◆ **Exercise**
Please tally the lines in the records below that contain the string "collar". Reply with the number alone.

--- start of Data extract ---

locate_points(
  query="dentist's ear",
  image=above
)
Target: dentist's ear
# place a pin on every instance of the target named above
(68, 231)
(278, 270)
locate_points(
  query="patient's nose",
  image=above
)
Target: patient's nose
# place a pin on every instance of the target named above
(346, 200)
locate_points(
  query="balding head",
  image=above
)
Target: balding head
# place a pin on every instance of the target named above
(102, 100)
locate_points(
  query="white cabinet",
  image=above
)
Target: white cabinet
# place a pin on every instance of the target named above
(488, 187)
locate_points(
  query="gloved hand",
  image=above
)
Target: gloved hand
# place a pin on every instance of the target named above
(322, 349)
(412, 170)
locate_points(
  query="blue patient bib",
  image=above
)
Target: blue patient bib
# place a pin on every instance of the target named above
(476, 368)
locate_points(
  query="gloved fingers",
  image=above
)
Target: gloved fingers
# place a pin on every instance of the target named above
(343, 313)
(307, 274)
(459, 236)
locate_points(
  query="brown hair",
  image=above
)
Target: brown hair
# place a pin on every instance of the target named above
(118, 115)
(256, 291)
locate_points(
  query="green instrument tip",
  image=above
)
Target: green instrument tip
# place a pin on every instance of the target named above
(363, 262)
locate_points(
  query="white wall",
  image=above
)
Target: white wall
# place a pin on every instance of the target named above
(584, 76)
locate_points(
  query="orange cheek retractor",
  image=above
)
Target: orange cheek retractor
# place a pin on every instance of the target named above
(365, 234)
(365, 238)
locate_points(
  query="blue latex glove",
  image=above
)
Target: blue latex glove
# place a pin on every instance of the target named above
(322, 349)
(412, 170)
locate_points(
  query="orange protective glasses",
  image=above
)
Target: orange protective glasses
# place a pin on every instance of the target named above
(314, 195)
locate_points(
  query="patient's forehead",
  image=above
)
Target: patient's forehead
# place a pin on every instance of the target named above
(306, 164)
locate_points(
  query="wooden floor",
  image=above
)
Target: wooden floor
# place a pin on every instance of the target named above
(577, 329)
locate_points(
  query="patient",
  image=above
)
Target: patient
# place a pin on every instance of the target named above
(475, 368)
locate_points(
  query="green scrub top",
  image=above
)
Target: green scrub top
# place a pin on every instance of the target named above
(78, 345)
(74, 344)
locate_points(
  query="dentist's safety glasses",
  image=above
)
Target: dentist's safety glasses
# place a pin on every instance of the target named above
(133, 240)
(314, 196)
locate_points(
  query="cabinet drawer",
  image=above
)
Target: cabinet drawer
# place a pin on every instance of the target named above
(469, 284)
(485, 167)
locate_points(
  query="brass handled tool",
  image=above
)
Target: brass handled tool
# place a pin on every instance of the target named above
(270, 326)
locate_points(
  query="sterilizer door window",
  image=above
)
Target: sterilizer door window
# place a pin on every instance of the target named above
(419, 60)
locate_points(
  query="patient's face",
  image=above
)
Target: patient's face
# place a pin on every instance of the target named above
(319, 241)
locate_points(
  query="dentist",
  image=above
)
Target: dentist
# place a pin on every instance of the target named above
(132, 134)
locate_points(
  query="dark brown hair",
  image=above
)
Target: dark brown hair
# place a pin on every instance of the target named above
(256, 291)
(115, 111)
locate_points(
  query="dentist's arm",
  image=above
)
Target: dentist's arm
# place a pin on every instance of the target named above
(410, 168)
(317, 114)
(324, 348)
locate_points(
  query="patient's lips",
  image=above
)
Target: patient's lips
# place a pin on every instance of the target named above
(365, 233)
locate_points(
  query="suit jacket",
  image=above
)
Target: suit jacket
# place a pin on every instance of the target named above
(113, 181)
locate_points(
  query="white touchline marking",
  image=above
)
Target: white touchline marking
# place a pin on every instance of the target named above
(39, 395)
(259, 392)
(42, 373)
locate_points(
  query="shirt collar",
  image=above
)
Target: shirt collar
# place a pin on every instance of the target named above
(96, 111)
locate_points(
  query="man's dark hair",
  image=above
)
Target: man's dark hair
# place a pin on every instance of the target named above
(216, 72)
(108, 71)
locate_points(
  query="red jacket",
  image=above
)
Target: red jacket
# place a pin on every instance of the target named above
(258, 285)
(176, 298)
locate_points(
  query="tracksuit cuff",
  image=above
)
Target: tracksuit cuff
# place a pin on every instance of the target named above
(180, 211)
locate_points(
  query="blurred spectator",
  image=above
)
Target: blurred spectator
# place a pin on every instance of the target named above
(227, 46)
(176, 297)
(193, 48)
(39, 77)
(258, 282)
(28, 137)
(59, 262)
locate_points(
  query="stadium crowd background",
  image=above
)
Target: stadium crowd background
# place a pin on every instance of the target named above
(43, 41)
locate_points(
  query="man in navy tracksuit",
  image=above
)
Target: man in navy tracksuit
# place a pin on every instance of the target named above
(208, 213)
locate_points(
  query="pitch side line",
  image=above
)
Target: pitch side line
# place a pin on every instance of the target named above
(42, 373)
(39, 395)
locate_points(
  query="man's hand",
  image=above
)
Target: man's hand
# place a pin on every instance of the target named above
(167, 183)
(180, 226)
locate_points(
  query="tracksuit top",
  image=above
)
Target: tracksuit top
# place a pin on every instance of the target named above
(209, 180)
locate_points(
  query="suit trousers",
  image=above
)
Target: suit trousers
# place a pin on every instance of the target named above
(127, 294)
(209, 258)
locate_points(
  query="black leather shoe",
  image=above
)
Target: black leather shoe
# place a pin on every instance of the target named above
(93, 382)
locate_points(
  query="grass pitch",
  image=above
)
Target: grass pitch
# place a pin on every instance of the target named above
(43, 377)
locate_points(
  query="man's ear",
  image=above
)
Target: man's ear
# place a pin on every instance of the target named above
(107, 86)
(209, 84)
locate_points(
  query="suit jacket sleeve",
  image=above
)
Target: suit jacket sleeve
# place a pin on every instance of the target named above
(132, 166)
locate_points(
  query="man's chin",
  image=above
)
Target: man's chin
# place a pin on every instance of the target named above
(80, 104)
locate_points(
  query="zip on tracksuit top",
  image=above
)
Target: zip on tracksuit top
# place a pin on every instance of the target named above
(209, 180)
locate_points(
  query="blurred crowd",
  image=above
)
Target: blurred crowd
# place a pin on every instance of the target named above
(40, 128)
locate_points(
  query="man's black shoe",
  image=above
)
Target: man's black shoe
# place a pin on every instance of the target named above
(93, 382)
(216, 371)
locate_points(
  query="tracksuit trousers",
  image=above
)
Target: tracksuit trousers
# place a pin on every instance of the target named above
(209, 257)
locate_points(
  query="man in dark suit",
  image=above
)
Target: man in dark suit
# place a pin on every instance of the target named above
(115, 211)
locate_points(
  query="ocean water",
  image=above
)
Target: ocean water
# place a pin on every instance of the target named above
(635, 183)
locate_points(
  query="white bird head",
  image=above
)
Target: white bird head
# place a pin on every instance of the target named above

--- end of Data extract ---

◆ **Solution to this problem**
2